● Exercise requirements: Pick out each line of the records that contains the word "image" and copy it.

● Collected data entries:
=====
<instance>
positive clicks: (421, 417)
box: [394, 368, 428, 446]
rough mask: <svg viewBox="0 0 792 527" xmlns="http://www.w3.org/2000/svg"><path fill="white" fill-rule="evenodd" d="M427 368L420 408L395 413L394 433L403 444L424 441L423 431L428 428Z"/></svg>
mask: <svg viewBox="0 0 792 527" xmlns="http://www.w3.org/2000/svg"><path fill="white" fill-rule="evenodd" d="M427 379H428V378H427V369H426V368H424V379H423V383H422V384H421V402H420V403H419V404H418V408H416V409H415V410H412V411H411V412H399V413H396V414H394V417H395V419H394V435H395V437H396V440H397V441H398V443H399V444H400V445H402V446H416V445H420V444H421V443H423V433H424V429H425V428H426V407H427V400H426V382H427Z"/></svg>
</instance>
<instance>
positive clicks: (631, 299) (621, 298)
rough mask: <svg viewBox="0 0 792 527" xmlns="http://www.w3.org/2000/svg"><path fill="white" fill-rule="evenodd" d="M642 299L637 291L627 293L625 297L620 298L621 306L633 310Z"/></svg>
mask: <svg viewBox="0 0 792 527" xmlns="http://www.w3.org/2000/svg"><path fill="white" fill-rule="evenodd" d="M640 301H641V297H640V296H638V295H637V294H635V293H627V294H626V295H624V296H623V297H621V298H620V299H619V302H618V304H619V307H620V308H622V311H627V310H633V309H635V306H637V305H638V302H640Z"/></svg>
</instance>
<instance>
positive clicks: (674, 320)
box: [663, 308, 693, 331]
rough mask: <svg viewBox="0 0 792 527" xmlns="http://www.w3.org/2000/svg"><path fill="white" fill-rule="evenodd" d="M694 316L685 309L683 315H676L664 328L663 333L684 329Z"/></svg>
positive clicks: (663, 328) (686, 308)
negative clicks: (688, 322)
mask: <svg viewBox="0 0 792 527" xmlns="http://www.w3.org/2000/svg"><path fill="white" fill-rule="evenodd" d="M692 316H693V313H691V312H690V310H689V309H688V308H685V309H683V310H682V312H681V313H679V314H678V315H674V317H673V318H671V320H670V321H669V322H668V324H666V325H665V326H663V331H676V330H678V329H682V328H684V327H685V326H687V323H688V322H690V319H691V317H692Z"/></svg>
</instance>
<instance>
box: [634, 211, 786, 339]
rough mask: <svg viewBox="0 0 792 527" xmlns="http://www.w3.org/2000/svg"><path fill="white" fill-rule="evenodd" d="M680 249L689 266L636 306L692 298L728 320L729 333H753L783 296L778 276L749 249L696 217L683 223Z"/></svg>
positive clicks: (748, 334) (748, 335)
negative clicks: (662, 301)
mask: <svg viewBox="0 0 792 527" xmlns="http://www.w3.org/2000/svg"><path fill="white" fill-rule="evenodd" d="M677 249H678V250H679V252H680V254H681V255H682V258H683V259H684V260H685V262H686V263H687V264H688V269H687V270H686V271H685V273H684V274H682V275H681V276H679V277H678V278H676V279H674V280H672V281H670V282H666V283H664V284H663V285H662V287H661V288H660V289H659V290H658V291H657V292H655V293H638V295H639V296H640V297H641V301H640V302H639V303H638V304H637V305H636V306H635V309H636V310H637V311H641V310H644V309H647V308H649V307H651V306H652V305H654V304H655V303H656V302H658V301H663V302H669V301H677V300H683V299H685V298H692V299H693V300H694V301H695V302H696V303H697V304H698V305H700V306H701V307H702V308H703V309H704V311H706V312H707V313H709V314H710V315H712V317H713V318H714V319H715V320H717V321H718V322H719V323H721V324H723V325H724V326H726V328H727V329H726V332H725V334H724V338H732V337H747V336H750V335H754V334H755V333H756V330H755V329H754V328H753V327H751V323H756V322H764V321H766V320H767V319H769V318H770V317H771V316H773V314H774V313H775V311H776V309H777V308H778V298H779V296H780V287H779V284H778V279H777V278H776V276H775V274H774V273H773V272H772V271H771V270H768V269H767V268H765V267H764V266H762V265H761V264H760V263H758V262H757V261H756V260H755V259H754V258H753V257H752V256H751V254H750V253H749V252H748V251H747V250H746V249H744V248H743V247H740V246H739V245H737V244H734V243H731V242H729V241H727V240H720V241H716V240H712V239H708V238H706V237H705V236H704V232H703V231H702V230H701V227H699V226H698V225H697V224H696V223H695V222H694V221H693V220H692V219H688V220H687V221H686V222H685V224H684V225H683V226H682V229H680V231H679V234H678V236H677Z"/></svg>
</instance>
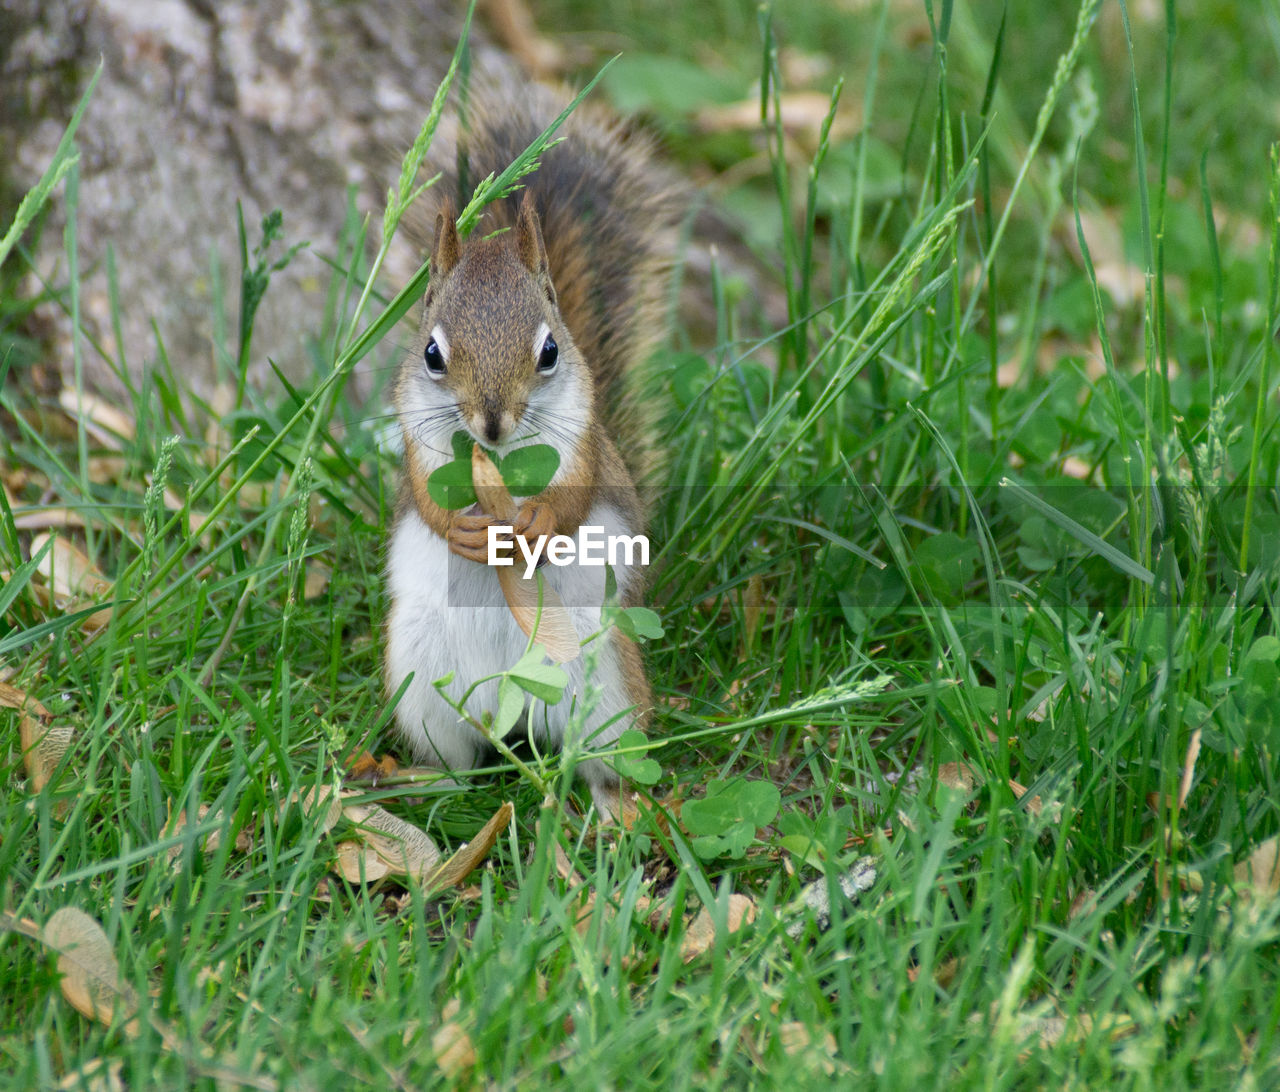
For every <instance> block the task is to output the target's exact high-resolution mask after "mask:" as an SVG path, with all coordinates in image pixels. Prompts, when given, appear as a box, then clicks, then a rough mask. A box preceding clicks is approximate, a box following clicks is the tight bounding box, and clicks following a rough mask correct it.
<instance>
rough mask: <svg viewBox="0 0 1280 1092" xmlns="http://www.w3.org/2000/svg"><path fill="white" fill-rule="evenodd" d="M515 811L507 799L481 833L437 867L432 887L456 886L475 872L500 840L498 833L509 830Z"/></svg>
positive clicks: (509, 802)
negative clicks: (439, 865) (501, 806)
mask: <svg viewBox="0 0 1280 1092" xmlns="http://www.w3.org/2000/svg"><path fill="white" fill-rule="evenodd" d="M515 813H516V809H515V807H513V805H512V803H511V801H509V800H507V801H506V803H504V804H503V805H502V807H500V808H499V809H498V810H497V812H494V813H493V818H492V819H489V822H488V823H485V824H484V827H481V828H480V833H477V835H476V836H475V837H474V839H471V841H468V842H467V844H466V845H465V846H462V847H461V849H460V850H458V851H457V853H454V854H453V856H451V858H449V859H448V860H447V862H444V864H442V865H440V867H439V868H438V869H436V872H435V873H434V874H433V876H431V879H430V883H429V886H430V887H431V888H440V887H454V886H456V885H458V883H461V882H462V881H463V879H466V878H467V877H468V876H470V874H471V873H472V872H475V869H476V867H477V865H479V864H480V862H483V860H484V859H485V858H486V856H488V855H489V850H492V849H493V847H494V844H495V842H497V841H498V835H500V833H502V832H503V831H504V830H507V826H508V824H509V823H511V817H512V815H513V814H515Z"/></svg>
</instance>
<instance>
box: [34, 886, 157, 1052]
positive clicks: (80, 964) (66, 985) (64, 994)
mask: <svg viewBox="0 0 1280 1092" xmlns="http://www.w3.org/2000/svg"><path fill="white" fill-rule="evenodd" d="M41 940H42V941H44V943H45V946H46V947H50V949H52V950H54V951H55V952H58V970H59V972H60V973H61V976H63V978H61V982H59V986H60V987H61V991H63V996H64V997H65V999H67V1000H68V1001H70V1002H72V1005H73V1006H76V1009H77V1010H78V1011H79V1013H82V1014H83V1015H86V1016H88V1018H90V1019H93V1020H99V1022H100V1023H102V1024H114V1023H115V1022H116V1020H118V1019H119V1020H120V1022H122V1023H123V1027H124V1031H125V1033H128V1034H131V1036H132V1034H136V1033H137V1020H136V1019H134V1014H136V1013H137V1010H138V1002H137V997H136V996H134V993H133V988H132V987H131V986H129V983H127V982H124V981H122V979H120V968H119V964H116V961H115V952H113V951H111V942H110V941H109V940H108V938H106V933H105V932H102V927H101V926H100V924H99V923H97V922H95V920H93V919H92V918H91V917H90V915H88V914H86V913H84V911H83V910H78V909H76V908H74V906H63V909H60V910H55V911H54V914H52V917H51V918H50V919H49V920H47V922H45V928H44V929H42V931H41Z"/></svg>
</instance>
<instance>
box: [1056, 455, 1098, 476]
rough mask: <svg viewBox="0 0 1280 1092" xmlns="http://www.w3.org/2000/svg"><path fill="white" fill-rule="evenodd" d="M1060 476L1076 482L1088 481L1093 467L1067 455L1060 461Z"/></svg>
mask: <svg viewBox="0 0 1280 1092" xmlns="http://www.w3.org/2000/svg"><path fill="white" fill-rule="evenodd" d="M1062 474H1065V475H1066V476H1068V478H1074V479H1075V480H1076V481H1088V480H1089V479H1091V478H1092V476H1093V466H1092V465H1091V463H1088V462H1085V461H1084V460H1083V458H1079V457H1078V456H1074V454H1069V456H1068V457H1066V458H1064V460H1062Z"/></svg>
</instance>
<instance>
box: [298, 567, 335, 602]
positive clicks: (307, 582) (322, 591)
mask: <svg viewBox="0 0 1280 1092" xmlns="http://www.w3.org/2000/svg"><path fill="white" fill-rule="evenodd" d="M332 575H333V570H332V568H329V566H328V565H324V563H323V562H312V563H311V565H308V566H307V575H306V577H305V579H303V581H302V598H303V599H319V598H320V597H321V595H324V593H325V590H326V589H328V588H329V577H330V576H332Z"/></svg>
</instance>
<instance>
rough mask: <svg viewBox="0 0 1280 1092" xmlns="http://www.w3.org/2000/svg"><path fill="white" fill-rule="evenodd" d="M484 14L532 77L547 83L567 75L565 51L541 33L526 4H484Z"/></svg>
mask: <svg viewBox="0 0 1280 1092" xmlns="http://www.w3.org/2000/svg"><path fill="white" fill-rule="evenodd" d="M481 10H483V12H484V13H485V15H486V17H488V20H489V26H490V29H492V31H493V33H494V35H495V36H497V37H498V40H499V41H500V42H502V45H503V47H504V49H506V50H507V52H511V54H515V55H516V58H517V59H518V60H520V63H521V65H524V68H525V70H526V72H529V73H530V74H531V76H536V77H539V78H541V79H545V78H547V77H548V76H556V74H558V73H562V72H564V68H566V63H564V51H563V50H562V49H561V47H559V44H558V42H556V41H553V40H552V38H548V37H545V36H543V35H540V33H539V32H538V26H536V23H534V17H532V13H531V12H530V10H529V6H527V4H525V0H485V4H484V6H483V8H481Z"/></svg>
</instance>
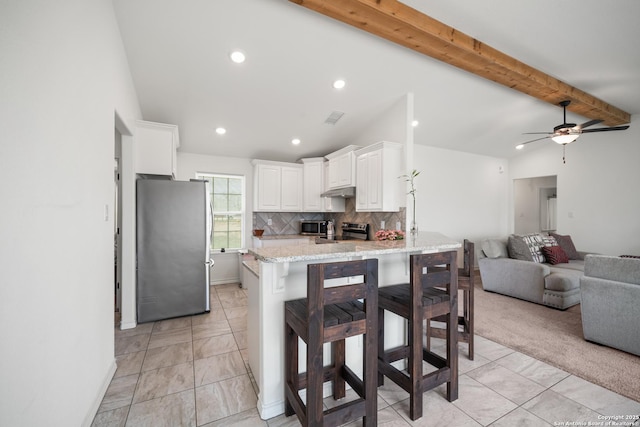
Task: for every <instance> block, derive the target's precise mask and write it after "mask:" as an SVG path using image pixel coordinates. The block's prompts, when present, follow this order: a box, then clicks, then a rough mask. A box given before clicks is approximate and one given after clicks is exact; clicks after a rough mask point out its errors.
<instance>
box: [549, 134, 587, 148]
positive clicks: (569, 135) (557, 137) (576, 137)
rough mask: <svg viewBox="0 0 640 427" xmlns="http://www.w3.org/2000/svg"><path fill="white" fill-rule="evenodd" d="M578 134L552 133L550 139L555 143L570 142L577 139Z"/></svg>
mask: <svg viewBox="0 0 640 427" xmlns="http://www.w3.org/2000/svg"><path fill="white" fill-rule="evenodd" d="M579 136H580V135H577V134H566V135H554V136H552V137H551V140H552V141H553V142H555V143H557V144H561V145H565V144H570V143H572V142H573V141H575V140H576V139H578V137H579Z"/></svg>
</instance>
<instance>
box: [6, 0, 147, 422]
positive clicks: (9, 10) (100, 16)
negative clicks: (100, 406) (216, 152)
=====
● Your response:
For every <instance> block the task is to output the target's exact high-resolution mask after "mask:" as an SVG path, with all coordinates in image pixels. Prompts, when given, appear as a box, then clicks, then a rough mask. A box preceding clicks is approximate, a box following clicks is the tight bounding box, and clicks following a rough mask correct it.
Task: for every <instance> block, derive the target's precise mask and write it after "mask:" as an SVG path using image pixel coordinates. The block's prompts, when present, follow this order: a box, then clicks, then a rough mask. A box given before clicks is approximate and one given after clicks is exact; clicks after a rough mask point out its errors.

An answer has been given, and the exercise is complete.